_Task instructions_. List each line of the material below that contains the string "Target", matching uppercase and lowercase letters exactly.

_Information shown_.
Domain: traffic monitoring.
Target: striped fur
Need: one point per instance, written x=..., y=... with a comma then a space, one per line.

...

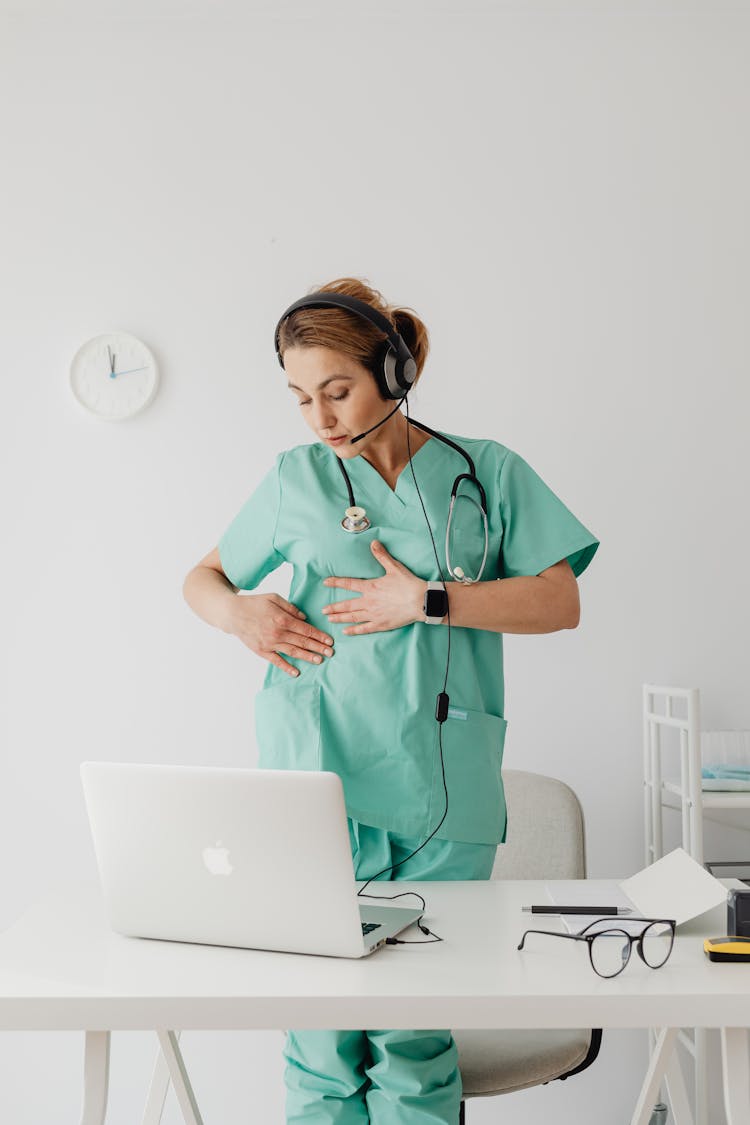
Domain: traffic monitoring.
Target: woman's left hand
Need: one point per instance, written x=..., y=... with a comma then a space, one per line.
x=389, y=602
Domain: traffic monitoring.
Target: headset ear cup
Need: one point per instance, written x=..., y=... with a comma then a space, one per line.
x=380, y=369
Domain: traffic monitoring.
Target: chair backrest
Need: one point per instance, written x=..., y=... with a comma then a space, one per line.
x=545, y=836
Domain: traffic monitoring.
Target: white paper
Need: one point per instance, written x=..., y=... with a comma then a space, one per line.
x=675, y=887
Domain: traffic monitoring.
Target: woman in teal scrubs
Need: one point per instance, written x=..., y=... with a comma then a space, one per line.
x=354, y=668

_Answer to the problem_.
Target: striped fur
Target: woman's left hand
Target: headset ear cup
Target: chair backrest
Target: white paper
Target: woman in teal scrubs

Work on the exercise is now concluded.